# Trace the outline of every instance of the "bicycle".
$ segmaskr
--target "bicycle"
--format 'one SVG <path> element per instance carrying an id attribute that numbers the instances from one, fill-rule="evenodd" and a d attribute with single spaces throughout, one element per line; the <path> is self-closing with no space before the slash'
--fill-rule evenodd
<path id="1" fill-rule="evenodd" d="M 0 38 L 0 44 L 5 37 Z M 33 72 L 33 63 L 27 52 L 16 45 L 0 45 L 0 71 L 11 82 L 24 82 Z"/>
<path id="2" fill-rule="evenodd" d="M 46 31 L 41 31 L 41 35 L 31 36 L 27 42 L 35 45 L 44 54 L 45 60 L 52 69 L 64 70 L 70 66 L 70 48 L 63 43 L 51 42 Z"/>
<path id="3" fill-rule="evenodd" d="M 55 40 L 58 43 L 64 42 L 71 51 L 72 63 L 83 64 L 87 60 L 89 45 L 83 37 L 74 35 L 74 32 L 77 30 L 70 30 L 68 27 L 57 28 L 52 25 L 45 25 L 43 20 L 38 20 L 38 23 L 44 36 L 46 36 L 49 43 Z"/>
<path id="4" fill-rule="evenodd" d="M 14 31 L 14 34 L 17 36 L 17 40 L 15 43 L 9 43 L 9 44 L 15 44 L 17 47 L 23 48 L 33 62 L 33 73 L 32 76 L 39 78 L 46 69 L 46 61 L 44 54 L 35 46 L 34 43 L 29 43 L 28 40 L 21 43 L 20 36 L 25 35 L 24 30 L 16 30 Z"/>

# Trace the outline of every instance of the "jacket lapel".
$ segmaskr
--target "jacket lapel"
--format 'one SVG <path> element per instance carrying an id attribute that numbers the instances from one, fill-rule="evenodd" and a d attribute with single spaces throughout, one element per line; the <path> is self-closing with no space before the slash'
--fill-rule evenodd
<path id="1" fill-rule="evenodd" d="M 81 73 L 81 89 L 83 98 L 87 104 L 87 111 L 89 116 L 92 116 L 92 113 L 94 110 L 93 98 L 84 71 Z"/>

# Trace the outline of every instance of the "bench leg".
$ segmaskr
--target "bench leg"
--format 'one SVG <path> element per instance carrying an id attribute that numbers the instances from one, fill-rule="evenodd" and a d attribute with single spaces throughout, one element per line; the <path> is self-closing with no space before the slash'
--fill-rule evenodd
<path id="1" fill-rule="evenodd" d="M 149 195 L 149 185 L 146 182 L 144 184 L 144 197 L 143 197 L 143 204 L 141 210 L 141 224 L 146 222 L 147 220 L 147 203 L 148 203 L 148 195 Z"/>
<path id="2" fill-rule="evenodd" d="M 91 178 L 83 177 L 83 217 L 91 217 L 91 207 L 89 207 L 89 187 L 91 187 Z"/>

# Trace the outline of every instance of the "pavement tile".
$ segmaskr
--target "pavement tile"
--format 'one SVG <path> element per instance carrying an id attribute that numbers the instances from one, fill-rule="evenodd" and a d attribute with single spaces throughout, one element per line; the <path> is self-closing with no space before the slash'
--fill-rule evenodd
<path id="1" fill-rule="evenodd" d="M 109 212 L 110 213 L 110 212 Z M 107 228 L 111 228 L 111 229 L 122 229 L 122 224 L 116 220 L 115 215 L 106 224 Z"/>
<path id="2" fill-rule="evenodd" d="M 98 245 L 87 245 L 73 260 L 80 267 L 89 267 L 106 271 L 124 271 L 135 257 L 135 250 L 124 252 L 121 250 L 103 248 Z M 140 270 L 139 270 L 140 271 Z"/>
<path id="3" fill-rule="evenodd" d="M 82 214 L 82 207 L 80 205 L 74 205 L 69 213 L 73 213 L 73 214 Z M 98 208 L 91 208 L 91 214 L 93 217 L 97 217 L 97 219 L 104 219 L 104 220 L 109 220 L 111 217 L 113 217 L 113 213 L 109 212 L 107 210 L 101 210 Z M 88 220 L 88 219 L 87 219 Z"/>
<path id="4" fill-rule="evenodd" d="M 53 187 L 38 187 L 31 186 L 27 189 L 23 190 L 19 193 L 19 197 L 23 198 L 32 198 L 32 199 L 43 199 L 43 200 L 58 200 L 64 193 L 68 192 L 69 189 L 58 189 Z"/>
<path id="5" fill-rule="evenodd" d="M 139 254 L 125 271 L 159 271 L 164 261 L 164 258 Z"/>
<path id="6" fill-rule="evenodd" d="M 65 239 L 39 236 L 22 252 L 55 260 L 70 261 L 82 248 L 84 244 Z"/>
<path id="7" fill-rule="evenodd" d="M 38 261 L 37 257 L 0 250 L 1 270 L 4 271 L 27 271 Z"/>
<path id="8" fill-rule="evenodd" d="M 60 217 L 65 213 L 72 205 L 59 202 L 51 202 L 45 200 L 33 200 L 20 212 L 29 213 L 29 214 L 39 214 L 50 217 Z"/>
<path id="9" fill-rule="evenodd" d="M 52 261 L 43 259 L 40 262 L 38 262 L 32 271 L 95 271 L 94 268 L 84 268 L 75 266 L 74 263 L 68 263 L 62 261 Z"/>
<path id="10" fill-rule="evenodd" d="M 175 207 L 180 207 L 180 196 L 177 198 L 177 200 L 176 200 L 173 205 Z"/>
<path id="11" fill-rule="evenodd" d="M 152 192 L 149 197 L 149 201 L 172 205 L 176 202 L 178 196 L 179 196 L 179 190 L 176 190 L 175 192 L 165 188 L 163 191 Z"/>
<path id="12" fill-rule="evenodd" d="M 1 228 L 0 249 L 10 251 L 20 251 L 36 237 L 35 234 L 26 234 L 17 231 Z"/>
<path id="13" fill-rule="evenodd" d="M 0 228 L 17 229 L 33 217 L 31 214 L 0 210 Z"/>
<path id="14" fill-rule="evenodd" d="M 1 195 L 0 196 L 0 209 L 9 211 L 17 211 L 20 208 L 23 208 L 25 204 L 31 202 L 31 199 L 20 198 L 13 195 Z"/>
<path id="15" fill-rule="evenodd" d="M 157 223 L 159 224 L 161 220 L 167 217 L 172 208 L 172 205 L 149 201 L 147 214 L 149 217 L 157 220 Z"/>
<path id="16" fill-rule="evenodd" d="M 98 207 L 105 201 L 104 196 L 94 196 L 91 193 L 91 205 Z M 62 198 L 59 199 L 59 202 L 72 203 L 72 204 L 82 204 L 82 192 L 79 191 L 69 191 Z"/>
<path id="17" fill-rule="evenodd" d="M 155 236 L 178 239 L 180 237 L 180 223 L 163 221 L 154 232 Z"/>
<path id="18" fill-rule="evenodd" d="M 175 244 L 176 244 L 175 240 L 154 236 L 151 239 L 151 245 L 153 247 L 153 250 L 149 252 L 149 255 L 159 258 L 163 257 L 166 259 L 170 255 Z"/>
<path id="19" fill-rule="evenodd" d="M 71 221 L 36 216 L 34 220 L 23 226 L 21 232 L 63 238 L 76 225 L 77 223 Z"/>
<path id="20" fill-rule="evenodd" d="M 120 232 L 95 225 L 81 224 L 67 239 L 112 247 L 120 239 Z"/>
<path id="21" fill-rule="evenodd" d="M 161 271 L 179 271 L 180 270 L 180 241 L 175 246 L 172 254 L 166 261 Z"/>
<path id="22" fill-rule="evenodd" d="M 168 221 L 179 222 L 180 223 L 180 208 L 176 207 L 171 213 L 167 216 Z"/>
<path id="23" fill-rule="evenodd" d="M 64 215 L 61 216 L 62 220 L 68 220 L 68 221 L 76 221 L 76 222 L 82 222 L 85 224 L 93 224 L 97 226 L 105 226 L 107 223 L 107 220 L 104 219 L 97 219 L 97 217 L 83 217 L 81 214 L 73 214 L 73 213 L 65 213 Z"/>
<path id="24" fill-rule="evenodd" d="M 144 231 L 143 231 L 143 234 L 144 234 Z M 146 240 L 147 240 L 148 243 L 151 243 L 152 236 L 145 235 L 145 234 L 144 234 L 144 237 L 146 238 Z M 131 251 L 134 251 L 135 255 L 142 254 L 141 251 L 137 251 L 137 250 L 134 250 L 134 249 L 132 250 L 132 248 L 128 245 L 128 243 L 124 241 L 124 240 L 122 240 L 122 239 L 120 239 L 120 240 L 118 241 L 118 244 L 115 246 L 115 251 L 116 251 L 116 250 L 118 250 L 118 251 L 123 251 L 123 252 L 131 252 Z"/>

* [Exercise prompt]:
Rewrite the entries from the start through the line containing "46 31 L 41 31", switching "bicycle" to "bike" and leaving everything else unchanged.

* [Completed exercise]:
# Trace the outline of every instance of the "bike".
$ segmaskr
--target "bike"
--format 'one SVG <path> element per instance carrying an id attribute that numbers the instances from one, fill-rule="evenodd" and a d attribute with single spaces throughout, one element per line; the <path> is self-closing with no space before the slash'
--fill-rule evenodd
<path id="1" fill-rule="evenodd" d="M 0 38 L 0 44 L 5 37 Z M 33 72 L 33 63 L 27 52 L 16 45 L 0 45 L 0 71 L 11 82 L 24 82 Z"/>
<path id="2" fill-rule="evenodd" d="M 46 31 L 41 31 L 41 35 L 31 36 L 27 42 L 35 45 L 44 54 L 45 60 L 52 69 L 64 70 L 70 66 L 70 48 L 63 43 L 51 42 Z"/>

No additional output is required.